SUBSIDIARY COMPANIES
M/s. Ventura Securities Limited is a subsidiary and M/s. Ventura
Insurance Brokers Limited is a wholly owned subsidiaries of your
Company. In view of general exemption granted by MCA under Sec. 212 of
the Companies Act, 1956, vide General Circular No. 2/2011 dated
8th February, 2011 from the requirement of attaching Balance Sheet,
Profit & Loss A/c, etc. of its subsidiaries to its accounts, your
company has decided to take the benefit of the said exemption. The
consolidated financial statement is forming part of this Annual Report.
Your Company undertakes that Annual Accounts of the subsidiary company
and related information will be made available to the members on
request. Further, the annual account of subsidiary company will be kept
at registered office of the company for inspection by any member.
CONSOLIDATED RESULTS
The Audited Standalone and Consolidated Financial Statements of the
Company along with its subsidiary companies are attached herewith and
form part of this Annual Report. These have been prepared in accordance
with the provisions of the Companies Act, 1956, the Listing Agreement,
the Accounting Standard 21 (AS-21) on Consolidated Financial Statements
and Accounting Standard 23 - (AS-23) on Accounting for Investments in
Associates in Consolidated Financial Statements based on Audited
Financial Results for the ended 31st March, 2013.
MANAGEMENT DISCUSSION AND ANALYSIS
Pursuant to Clause 49 of the Listing Agreement executed by the Company
with BSE Limited, Management Discussion and Analysis Report for the
year under review, is presented in a separate section forming part of
the Annual Report.
CORPORATE GOVERNANCE
The Report on Corporate Governance as per the requirements of Clause 49
of the Listing Agreement forms part of the Annual Report. The requisite
Certificate from the Auditors, M/s. Dixit Dattatray & Associates,
Chartered Accountants confirming the compliance with the conditions of
Corporate Governance as per the requirements of Clause 49 is annexed to
this Report.
DIRECTORS
Mrs. Sajid Malik, Mrs. Sandra Rajnikant Shroff and Mr. Hemant Majethia
- Directors of the Company retire by rotation and being eligible, offer
themselves for re-appointment.

Directions:
1. Put this sentence from the annual report excerpt into Spanish: "The consolidated financial statement is forming part of this Annual Report."
2. Pick up the annual report excerpt from where it stops and keep writing.

Listing:
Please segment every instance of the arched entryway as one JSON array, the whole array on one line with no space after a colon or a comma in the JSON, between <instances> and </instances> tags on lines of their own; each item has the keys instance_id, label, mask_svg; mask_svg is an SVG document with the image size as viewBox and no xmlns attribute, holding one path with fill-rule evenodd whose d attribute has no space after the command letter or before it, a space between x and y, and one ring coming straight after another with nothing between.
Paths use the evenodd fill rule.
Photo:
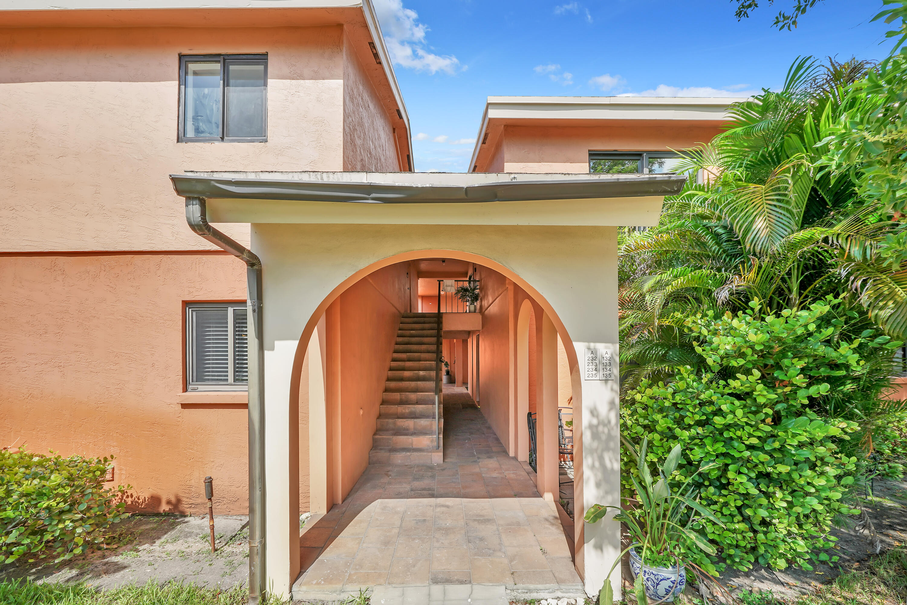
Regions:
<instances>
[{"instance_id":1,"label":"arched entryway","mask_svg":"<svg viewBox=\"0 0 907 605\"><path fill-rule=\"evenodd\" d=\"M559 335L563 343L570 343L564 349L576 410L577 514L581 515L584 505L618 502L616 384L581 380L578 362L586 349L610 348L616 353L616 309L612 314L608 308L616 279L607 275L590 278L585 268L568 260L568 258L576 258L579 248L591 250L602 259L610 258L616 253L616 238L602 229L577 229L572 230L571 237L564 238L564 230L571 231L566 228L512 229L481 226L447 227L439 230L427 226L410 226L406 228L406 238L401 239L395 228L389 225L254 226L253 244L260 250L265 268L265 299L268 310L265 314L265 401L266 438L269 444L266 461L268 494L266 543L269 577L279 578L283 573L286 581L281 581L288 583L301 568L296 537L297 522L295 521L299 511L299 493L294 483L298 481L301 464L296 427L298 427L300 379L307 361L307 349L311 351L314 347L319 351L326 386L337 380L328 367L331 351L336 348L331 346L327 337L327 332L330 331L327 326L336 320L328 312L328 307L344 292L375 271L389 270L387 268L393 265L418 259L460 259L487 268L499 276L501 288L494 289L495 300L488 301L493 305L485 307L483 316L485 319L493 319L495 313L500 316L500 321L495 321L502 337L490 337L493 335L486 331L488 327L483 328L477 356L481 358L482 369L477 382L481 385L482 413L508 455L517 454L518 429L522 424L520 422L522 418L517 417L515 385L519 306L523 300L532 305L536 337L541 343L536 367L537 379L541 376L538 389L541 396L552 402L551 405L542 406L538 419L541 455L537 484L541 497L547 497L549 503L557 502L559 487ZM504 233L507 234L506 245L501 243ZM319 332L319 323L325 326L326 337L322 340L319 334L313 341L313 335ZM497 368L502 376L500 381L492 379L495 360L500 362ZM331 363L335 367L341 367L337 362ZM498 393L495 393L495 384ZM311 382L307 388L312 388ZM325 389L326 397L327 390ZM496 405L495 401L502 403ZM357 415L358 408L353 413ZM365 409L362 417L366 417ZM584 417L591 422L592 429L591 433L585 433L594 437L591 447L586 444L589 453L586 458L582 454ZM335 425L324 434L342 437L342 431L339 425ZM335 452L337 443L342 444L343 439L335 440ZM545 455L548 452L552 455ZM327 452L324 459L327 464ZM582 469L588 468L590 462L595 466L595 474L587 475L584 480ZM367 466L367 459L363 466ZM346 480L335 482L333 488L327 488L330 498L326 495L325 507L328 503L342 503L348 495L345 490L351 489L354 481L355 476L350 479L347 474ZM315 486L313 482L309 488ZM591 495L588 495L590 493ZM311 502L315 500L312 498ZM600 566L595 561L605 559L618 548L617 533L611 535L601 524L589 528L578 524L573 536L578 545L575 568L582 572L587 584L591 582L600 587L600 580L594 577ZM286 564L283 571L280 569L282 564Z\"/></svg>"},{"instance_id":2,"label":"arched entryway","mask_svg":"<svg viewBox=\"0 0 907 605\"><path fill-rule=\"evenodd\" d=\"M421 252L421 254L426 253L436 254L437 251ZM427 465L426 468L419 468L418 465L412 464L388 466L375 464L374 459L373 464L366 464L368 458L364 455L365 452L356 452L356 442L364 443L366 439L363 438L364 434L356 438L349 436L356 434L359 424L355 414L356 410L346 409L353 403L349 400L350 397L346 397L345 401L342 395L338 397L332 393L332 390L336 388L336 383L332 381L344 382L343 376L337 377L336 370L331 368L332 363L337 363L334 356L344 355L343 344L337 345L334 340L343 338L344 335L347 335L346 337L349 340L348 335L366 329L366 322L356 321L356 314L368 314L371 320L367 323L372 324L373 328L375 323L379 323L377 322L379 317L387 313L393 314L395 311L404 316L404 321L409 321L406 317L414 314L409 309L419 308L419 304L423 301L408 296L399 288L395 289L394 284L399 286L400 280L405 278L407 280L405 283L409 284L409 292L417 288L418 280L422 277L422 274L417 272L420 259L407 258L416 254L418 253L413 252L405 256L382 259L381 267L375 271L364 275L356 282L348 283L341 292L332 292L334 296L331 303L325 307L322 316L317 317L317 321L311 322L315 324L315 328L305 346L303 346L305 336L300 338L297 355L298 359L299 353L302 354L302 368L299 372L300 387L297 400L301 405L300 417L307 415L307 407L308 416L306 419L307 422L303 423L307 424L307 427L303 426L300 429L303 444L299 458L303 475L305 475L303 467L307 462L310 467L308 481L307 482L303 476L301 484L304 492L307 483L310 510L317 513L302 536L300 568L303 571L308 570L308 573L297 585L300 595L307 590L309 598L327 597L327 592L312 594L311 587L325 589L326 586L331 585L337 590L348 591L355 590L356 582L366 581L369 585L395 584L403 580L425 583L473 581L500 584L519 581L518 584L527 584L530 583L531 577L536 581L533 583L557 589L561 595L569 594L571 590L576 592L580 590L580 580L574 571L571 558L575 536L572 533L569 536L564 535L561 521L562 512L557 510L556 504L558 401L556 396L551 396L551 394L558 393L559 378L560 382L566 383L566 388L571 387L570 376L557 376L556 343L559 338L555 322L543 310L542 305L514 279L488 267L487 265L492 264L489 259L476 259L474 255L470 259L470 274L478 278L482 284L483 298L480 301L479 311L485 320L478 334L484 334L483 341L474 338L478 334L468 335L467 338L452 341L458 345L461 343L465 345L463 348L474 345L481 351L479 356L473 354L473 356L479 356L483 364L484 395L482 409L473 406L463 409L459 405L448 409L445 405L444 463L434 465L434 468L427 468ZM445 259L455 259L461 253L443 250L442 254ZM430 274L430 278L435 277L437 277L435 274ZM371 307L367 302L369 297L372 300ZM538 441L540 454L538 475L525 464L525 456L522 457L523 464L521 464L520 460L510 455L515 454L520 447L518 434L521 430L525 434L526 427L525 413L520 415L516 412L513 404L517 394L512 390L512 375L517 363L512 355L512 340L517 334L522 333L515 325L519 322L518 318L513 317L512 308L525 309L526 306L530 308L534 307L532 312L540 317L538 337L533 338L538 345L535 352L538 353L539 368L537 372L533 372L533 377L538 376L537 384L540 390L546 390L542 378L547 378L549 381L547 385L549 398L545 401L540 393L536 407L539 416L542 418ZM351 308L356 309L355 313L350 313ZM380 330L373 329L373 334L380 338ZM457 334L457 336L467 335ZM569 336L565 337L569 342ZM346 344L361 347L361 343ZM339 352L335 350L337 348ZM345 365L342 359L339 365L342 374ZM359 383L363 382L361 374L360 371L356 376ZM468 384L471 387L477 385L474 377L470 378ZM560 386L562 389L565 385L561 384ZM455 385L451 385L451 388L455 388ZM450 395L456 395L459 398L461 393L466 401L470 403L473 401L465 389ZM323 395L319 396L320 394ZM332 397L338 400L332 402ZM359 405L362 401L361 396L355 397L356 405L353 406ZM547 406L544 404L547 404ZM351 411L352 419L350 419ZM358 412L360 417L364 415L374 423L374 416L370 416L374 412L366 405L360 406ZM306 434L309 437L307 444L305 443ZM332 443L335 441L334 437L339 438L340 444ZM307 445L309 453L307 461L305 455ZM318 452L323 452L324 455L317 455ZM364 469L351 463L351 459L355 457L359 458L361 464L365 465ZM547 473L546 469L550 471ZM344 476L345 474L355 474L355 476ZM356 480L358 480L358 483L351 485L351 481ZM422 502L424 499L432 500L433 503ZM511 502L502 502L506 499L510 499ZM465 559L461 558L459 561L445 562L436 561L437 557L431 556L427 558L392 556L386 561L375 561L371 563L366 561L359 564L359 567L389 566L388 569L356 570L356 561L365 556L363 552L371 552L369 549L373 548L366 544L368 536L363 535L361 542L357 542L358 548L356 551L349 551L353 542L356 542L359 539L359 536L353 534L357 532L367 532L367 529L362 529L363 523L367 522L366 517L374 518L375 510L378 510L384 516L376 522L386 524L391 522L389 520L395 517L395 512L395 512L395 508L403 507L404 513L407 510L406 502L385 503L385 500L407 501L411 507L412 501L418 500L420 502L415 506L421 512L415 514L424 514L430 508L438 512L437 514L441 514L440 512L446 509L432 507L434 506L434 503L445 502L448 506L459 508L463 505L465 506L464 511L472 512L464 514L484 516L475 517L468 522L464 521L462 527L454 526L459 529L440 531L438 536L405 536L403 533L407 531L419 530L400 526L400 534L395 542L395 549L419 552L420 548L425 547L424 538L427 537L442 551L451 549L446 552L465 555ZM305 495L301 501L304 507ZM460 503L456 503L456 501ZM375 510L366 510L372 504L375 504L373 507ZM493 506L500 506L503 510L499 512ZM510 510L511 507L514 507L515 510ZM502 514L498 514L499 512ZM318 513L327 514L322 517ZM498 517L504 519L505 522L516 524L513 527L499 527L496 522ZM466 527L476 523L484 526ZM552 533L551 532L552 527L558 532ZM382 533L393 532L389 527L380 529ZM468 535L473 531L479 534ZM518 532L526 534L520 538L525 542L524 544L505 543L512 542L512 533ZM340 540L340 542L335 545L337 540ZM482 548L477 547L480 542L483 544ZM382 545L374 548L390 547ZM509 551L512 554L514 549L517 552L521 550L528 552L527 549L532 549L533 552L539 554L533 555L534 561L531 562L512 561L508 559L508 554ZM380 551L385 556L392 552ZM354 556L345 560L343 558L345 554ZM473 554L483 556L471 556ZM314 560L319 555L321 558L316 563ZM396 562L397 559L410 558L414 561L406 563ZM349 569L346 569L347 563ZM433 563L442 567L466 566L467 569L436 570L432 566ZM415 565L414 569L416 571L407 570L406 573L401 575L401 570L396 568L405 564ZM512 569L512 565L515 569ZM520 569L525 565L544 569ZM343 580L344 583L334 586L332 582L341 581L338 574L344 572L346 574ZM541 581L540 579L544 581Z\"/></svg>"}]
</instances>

Outputs in order:
1. El estado financiero consolidado forma parte de este Informe Anual.

2.
FIXED DEPOSITS
Your Company has not accepted any deposit within the meaning of Section
58A of the Companies Act, 1956 during the year under review and, as
such, no amount of principal or interest was outstanding on the date of
the Balance Sheet.
PARTICULARS OF EMPLOYEES
The Company does not have any employee drawing remuneration in excess
of the limits prescribed under Section 217 (2A) of the Companies Act,
1956 read with the Companies
(Particulars of Employee) Rules 1975, as amended vide Companies
(Particulars of Employees) Amendment Rules, 2011 during the year under
review.
CONSERVATION OF ENERGY, TECHNOLOGY ABSORPTION AND FOREIGN EXCHANGE
EARNINGS AND OUTGO
Since your Company is into investment business, disclosure of
information required under Section 217(1)(e) of the Companies Act,
1956, read with the Companies (Disclosure of particulars in the Report
of Board of Directors) Rules, 1988 is not applicable to the company and
hence, no report is annexed in this regard.
There was no foreign exchange earnings and outgo during the financial
year under consideration.
AUDITORS
M/s. Dixit Dattatray & Associates, Chartered Accountants, the Statutory
Auditors of the Company, bearing ICAI Registration No.102665W will
retire at the conclusion of the forthcoming Annual General Meeting and
are eligible for re-appointment. The Audit Committee and your Board
recommend their reappointment as Auditors of the Company. The Company
has received a letter from them to the effect that their reappointment,
if made, would be within the prescribed limit under Section 224 (1B) of
the Companies Act, 1956.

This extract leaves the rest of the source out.